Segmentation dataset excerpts
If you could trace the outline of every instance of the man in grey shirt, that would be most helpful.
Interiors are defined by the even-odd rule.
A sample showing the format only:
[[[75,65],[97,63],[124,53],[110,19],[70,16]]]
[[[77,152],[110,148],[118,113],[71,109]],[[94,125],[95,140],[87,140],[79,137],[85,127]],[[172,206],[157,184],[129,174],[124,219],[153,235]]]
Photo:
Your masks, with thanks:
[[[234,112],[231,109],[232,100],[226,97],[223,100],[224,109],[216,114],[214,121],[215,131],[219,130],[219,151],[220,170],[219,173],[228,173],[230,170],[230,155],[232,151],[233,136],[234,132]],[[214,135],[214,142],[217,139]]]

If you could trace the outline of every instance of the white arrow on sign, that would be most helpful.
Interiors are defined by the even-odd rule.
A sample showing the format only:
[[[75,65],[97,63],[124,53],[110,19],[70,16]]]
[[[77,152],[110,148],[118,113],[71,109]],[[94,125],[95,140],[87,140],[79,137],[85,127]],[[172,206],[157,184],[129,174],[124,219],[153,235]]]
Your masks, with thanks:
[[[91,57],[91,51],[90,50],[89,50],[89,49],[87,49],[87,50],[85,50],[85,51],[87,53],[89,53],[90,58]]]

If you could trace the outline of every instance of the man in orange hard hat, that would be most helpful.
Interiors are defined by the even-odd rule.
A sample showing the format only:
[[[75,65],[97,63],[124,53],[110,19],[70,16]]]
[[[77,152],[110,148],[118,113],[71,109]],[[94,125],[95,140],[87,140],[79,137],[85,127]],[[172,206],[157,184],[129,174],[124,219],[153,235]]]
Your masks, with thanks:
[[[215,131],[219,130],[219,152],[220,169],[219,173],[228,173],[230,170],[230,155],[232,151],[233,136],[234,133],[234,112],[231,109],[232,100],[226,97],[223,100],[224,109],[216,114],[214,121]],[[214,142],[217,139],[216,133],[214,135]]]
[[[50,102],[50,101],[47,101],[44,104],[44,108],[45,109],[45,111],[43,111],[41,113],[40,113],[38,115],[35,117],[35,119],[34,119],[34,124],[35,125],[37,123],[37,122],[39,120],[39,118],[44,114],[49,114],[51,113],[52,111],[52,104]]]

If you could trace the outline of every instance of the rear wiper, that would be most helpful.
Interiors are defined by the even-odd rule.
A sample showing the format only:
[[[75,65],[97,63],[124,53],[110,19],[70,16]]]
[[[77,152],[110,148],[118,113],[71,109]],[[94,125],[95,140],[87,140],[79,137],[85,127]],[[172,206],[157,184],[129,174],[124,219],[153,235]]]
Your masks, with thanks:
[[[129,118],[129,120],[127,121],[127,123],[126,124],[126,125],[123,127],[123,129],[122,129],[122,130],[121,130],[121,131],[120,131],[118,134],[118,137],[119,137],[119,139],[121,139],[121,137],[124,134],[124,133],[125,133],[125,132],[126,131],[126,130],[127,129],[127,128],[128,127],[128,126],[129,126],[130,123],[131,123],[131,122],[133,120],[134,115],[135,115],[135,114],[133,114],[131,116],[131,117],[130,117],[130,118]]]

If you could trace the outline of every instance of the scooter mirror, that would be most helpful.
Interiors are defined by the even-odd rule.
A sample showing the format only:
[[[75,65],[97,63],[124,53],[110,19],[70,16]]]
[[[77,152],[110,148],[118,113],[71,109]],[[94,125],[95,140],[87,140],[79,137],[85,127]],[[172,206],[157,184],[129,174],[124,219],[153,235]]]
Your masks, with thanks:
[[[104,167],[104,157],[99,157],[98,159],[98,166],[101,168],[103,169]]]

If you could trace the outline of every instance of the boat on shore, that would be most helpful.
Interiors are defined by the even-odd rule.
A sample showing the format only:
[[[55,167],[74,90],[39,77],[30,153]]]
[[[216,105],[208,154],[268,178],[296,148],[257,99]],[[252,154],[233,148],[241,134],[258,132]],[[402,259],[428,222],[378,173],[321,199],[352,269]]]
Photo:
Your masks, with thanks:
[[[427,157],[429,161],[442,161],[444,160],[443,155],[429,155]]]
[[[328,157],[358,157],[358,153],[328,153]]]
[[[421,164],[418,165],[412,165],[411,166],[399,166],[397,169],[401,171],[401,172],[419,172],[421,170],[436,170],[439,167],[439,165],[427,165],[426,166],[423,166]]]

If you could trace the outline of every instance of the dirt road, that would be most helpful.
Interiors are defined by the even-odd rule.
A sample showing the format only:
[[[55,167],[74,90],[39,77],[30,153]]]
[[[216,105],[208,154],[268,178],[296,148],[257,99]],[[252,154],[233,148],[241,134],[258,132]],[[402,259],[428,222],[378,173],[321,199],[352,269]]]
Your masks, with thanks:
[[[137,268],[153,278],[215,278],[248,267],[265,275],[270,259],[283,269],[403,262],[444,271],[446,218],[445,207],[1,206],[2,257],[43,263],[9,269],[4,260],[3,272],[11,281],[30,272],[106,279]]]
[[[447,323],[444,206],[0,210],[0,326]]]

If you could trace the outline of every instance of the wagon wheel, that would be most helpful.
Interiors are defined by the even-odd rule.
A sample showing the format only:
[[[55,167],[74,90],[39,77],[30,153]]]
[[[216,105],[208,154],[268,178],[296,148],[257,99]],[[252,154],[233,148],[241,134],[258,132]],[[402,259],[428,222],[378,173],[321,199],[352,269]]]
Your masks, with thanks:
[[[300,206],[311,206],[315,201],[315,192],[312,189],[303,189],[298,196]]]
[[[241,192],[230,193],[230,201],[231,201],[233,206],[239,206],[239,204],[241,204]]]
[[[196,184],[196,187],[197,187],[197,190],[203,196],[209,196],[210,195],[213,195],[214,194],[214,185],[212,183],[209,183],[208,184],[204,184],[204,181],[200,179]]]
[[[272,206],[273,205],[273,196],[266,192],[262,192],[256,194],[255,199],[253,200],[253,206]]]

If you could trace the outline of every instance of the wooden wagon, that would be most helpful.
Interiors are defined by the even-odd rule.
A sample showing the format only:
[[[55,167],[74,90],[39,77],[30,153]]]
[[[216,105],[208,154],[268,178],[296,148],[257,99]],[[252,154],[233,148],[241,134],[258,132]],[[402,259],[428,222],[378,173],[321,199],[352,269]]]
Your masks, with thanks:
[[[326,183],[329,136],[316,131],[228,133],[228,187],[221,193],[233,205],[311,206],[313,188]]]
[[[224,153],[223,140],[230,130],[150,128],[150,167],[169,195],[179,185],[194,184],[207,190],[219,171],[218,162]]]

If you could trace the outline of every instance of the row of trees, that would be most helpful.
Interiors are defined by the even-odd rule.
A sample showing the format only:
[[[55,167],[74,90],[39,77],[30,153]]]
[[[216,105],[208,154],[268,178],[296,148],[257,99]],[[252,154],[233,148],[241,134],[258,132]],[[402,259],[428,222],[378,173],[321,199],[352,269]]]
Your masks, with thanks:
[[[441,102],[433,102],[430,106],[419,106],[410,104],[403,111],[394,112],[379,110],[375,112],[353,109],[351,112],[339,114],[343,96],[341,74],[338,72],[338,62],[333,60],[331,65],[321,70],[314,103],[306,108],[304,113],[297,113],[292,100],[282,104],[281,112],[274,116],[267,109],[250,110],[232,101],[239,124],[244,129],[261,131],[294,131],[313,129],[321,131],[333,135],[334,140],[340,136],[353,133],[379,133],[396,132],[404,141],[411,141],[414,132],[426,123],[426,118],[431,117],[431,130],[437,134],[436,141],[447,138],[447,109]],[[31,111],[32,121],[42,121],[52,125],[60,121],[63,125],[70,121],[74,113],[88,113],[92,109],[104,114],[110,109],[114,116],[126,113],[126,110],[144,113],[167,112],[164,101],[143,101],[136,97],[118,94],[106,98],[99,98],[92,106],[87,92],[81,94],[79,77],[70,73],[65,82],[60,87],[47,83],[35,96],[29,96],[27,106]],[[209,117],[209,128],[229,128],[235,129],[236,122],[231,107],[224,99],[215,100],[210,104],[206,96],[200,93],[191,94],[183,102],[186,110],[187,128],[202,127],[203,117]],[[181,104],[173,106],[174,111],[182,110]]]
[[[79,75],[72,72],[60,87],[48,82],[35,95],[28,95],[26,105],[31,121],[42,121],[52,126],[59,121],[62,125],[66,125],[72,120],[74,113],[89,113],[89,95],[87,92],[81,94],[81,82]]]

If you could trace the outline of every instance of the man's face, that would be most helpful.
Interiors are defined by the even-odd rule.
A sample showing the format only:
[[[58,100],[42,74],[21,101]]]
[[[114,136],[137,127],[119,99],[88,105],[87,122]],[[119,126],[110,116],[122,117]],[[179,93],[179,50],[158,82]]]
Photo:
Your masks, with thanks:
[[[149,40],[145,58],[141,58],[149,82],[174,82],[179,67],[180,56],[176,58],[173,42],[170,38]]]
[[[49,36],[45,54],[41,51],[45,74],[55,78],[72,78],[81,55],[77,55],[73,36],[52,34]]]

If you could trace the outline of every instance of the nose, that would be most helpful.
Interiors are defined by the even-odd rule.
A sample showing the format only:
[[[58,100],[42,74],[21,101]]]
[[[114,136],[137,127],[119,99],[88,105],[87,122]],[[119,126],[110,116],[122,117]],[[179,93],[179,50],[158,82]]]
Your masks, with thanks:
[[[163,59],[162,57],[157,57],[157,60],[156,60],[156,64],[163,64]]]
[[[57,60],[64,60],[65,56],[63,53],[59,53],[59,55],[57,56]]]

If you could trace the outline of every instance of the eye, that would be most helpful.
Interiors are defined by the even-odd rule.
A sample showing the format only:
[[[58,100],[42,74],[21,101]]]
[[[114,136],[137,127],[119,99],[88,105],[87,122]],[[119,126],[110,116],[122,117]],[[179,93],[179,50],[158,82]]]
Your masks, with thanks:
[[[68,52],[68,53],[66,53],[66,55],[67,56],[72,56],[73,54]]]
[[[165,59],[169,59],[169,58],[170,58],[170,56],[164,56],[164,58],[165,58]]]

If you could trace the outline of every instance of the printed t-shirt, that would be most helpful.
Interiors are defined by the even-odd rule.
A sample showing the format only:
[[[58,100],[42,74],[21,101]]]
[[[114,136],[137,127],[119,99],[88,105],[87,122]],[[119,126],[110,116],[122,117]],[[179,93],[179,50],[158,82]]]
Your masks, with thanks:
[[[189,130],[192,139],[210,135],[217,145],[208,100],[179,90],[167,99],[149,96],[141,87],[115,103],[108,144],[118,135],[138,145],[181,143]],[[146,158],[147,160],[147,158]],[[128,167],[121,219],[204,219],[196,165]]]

Task objective
Write out again, exactly, the lines from the one holding "face, that would be most helpful." through the end of the listing, with both ends included.

The output
If you could trace the outline of every instance of the man's face, that would be most helpful.
Interiors are defined by the even-odd rule.
A sample showing the format only:
[[[58,100],[42,74],[21,101]]]
[[[114,136],[137,127],[119,99],[88,105],[87,122]],[[119,126],[110,116],[122,117]],[[179,93],[179,50],[158,82]]]
Photo:
Your masks, with thanks:
[[[149,40],[145,58],[141,58],[149,82],[174,82],[179,67],[180,56],[176,58],[173,42],[170,38]]]
[[[49,36],[45,54],[41,51],[45,74],[55,78],[72,78],[81,55],[77,55],[73,36],[52,34]]]

If you could trace the outline of every instance of the nose, that would be most helpful.
Interiors are defined by the even-odd rule.
A sample showing the format only:
[[[58,100],[42,74],[21,101]]]
[[[114,136],[137,127],[119,99],[88,105],[87,122]],[[119,126],[110,116],[122,117]],[[179,93],[179,50],[158,82]]]
Your masks, with thanks:
[[[163,59],[162,57],[157,57],[157,60],[156,60],[156,64],[163,64]]]
[[[57,60],[64,60],[65,56],[63,53],[59,53],[59,55],[57,56]]]

If you could trace the outline of every instance of the eye, that would be most helpful.
Interiors are defined by the even-odd rule.
A sample showing the format only:
[[[58,100],[42,74],[21,101]]]
[[[114,136],[137,127],[119,99],[88,105],[87,122]],[[119,126],[110,116],[122,117]],[[179,93],[179,50],[158,82]]]
Your masks, with thanks:
[[[68,52],[68,53],[66,53],[66,55],[67,56],[72,56],[73,54]]]
[[[165,59],[169,59],[169,58],[170,58],[170,56],[164,56],[164,58],[165,58]]]

If you could trace the outline of every instance of the printed t-shirt, that would be most helpful.
Interiors are defined by the even-odd rule.
A sample showing the format only:
[[[58,100],[42,74],[21,101]]]
[[[114,136],[137,127],[119,99],[88,105],[87,122]],[[119,126],[110,116],[122,117]],[[179,93],[179,50],[158,82]]]
Your masks, with thanks:
[[[189,130],[192,139],[210,135],[217,145],[208,100],[179,90],[167,99],[149,96],[141,87],[115,103],[108,144],[118,135],[138,145],[181,143]],[[146,158],[147,160],[147,158]],[[128,167],[121,219],[204,219],[196,165]]]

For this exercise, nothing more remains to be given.